John Angwenyi Basweti v Almasi Beverages Limited & Almasi Bottlers Limited [2021] KEELRC 1581 (KLR)
Full Case Text
REPUBLIC OF KENYA
IN THE EMPLOYMENT & LABOUR RELATIONS COURT OF KENYA
AT NYERI
CAUSE NO.2 OF 2020
(Before D.K.N.Marete)
JOHN ANGWENYI BASWETI..........................................................CLAIMANT
VERSUS
ALMASI BEVERAGES LIMITED........................................1ST RESPONDENT
ALMASI BOTTLERS LIMITED..........................................2ND RESPONDENT
JUDGMENT
This matter was originated by way of Memorandum of Claim dated 24th January, 2020. The issue in dispute is therein cited as;
Unfair, unlawful and constructive dismissal from employment and unlawful withholding of terminal dues
The Respondent in a Respondent’s Memorandum of Defence dated 22nd July, 2020 denies the claim and prays that the same is dismissed with costs to herself.
The Claimant’s case is that vide a letter dated 1st January, 2018, he was employed by the Respondent. He successfully completed his probation period and was confirmed Human Resource Manager (ERS & Administration) earning a gross salary of Kshs.301,833. 00 per month.

• [Material]

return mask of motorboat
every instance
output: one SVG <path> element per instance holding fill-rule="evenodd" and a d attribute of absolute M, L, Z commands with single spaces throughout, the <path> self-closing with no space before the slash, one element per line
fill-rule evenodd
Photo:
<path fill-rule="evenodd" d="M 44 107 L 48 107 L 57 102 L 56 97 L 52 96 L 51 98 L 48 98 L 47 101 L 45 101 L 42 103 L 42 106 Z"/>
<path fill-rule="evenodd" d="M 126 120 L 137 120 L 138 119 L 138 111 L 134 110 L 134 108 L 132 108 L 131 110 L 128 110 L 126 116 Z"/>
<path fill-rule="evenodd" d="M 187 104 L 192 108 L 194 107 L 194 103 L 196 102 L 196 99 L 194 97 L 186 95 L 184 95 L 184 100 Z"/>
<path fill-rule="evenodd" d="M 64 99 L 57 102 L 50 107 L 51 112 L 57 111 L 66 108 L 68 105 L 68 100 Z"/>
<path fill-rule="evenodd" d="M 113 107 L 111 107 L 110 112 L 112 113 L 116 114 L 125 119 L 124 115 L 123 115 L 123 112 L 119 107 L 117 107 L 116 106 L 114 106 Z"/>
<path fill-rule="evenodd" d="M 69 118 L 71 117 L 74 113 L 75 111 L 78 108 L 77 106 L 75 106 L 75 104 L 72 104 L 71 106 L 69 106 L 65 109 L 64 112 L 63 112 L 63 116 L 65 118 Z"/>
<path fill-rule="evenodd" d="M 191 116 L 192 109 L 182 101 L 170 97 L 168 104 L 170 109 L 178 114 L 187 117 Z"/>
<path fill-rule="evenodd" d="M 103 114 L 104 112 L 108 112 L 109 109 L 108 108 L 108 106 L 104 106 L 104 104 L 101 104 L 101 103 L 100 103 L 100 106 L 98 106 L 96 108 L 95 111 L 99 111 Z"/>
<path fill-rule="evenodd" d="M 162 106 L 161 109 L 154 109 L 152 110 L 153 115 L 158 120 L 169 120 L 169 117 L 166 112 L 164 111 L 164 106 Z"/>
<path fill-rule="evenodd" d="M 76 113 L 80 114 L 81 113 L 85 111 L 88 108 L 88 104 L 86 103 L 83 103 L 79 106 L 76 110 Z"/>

• [Work to complete] Could you repeat the part of the judgment that opens with the words containing "Full Case Text" and closes with "costs to herself.", swapping "Memorandum of Defence" out for "Statement of Defence"?

• [Output of the task]
Full Case Text
REPUBLIC OF KENYA
IN THE EMPLOYMENT & LABOUR RELATIONS COURT OF KENYA
AT NYERI
CAUSE NO.2 OF 2020
(Before D.K.N.Marete)
JOHN ANGWENYI BASWETI..........................................................CLAIMANT
VERSUS
ALMASI BEVERAGES LIMITED........................................1ST RESPONDENT
ALMASI BOTTLERS LIMITED..........................................2ND RESPONDENT
JUDGMENT
This matter was originated by way of Memorandum of Claim dated 24th January, 2020. The issue in dispute is therein cited as;
Unfair, unlawful and constructive dismissal from employment and unlawful withholding of terminal dues
The Respondent in a Respondent’s Statement of Defence dated 22nd July, 2020 denies the claim and prays that the same is dismissed with costs to herself.